Exercise instructions:
Update every item below by swapping "power-up" for "treasure chest" and leave everything else unchanged.

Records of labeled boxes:
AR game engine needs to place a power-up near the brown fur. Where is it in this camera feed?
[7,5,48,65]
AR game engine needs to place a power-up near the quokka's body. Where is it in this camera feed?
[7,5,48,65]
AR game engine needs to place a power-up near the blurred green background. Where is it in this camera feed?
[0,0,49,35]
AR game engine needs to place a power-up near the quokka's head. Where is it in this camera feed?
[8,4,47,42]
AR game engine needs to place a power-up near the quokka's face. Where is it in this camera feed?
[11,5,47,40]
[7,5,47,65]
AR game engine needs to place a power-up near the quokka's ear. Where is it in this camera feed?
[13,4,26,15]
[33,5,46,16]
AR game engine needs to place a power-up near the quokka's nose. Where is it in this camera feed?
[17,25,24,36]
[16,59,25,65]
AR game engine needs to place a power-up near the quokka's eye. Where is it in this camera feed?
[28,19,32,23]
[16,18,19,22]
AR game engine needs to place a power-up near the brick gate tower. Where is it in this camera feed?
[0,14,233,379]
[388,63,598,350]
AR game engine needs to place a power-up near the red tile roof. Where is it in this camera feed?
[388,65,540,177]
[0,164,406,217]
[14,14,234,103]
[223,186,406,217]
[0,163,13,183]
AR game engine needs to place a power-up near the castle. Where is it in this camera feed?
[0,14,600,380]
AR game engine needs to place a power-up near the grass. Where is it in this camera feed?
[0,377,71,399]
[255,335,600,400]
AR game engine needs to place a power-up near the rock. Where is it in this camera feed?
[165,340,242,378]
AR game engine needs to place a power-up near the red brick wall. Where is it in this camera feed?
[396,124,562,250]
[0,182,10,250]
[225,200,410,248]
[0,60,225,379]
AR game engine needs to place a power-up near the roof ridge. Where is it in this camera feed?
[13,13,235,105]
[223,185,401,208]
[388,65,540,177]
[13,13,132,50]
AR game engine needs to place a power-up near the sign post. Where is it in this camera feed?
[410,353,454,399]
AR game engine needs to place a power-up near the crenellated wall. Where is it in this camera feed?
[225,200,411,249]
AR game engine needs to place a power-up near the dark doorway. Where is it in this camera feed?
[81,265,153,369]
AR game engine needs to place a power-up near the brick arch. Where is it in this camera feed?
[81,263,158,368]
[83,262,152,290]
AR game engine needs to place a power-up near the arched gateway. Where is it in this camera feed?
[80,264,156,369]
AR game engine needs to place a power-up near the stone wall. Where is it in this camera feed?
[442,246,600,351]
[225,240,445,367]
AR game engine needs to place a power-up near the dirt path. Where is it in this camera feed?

Written answer:
AR game engine needs to place a treasure chest near the brown fur. Where is it in this camera feed?
[7,5,48,65]
AR game engine needs to place a treasure chest near the quokka's body. Where is it in this camera feed?
[7,5,48,65]
AR game engine needs to place a treasure chest near the blurred green background. Where is it in this camera feed?
[0,0,49,35]
AR game engine needs to place a treasure chest near the quokka's head. Where is it in this camera feed?
[8,4,47,42]
AR game engine needs to place a treasure chest near the quokka's face. Where is it in this camera feed?
[11,5,47,40]
[7,5,47,65]
AR game engine needs to place a treasure chest near the quokka's ear. Where is it in this camera feed?
[13,4,26,15]
[33,5,46,16]
AR game engine needs to place a treasure chest near the quokka's nose. Where is it in this camera feed?
[17,25,24,36]
[16,59,25,65]
AR game engine needs to place a treasure chest near the quokka's eye. Where is it in this camera feed?
[28,19,32,23]
[16,18,19,22]
AR game engine needs to place a treasure chest near the brick gate tower. Where is it in this camera feed?
[0,14,233,379]
[388,63,598,350]
AR game engine needs to place a treasure chest near the red tile roof. Where is it in this camera feed?
[388,65,540,177]
[0,164,406,217]
[14,14,234,103]
[223,186,406,217]
[0,163,13,183]
AR game engine needs to place a treasure chest near the castle. Where is it in this camera feed?
[0,14,600,380]
AR game engine needs to place a treasure chest near the grass. Where is it in this camera feed?
[0,377,71,399]
[255,335,600,400]
AR game engine needs to place a treasure chest near the rock. Where is it in this camera feed?
[165,340,242,378]
AR game engine needs to place a treasure chest near the red brick wall. Where is it in this camera feed?
[396,124,562,250]
[0,182,10,250]
[225,200,410,248]
[0,60,225,379]
AR game engine needs to place a treasure chest near the roof ridge. Where is it in this camera feed?
[13,13,235,105]
[223,185,401,208]
[388,65,540,177]
[13,13,132,50]
AR game engine needs to place a treasure chest near the sign post. Where is it in this camera feed?
[410,353,454,399]
AR game engine needs to place a treasure chest near the crenellated wall. Where is it in this camera feed?
[225,200,411,249]
AR game engine needs to place a treasure chest near the dark doorway. Where is it in this camera feed?
[81,265,153,369]
AR game engine needs to place a treasure chest near the brick arch. Where is it in this camera feed?
[81,263,158,368]
[83,262,152,290]
AR game engine needs to place a treasure chest near the arched gateway. Where is it in this camera feed?
[80,264,156,369]
AR game engine needs to place a treasure chest near the stone wall. Where is it in this camera feed?
[442,246,600,351]
[225,240,445,367]
AR game engine needs to place a treasure chest near the dirt path. Where is it in this camera feed?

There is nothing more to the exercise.